SOURCE DOCUMENT >>
◇ ◇ ◇ ◇ ◇

Frames Two to Four: The Electric Telegraph Company and the British and Irish Telegraph Company

The Electric Telegraph Company, incorporated in 1846, was the earliest private telegraph company in the UK. It issued stamps and stationery, the former printed by Perkins Bacon and Waterlow, many of which are great rarities. Shown here is a comprehensive display of stamps, stamped and delivery stationery, including examples of the only stamped stationery in private hands. The E.T.C. also operated private lines for railway companies and examples of their internal messages are shown. The British and Irish Telegraph Company which provided cable services to Dublin also issued stamps and stationery which are shown here.

Frame Five: The United Kingdom Telegraph Company and other telegraph companies.

The main competitor to the E.T.C. was the U.K. Telegraph Company whose stamps were printed by De La Rue. The interesting issue overprinted "INT'(erest) given to shareholders in lieu of dividends is displayed with a dividend notice. The stamps of the other smaller companies are also shown.

◇ ◇ ◇ ◇ ◇

PROBLEMS TO WORK ON >>
[1] According to the telegraph exhibit text, in what year was the Electric Telegraph Company incorporated?
[2] Name each telegraph company mentioned by name in the telegraph exhibit text.
[3] Reproduce the telegraph exhibit text from "The main competitor" to "are also shown.".
The lines that come next have no role in this work.

GIVEN MATERIAL >>
◇ ◇ ◇ ◇ ◇

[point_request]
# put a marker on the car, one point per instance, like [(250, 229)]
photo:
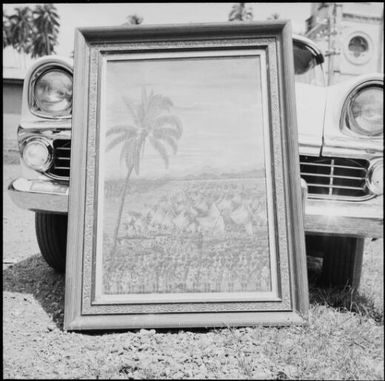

◇ ◇ ◇ ◇ ◇

SOLVED TASKS >>
[1] 1846

[2] The Electric Telegraph Company, the British and Irish Telegraph Company, and the United Kingdom Telegraph Company

[3]
The main competitor to the E.T.C. was the U.K. Telegraph Company whose stamps were printed by De La Rue. The interesting issue overprinted "INT'(erest) given to shareholders in lieu of dividends is displayed with a dividend notice. The stamps of the other smaller companies are also shown.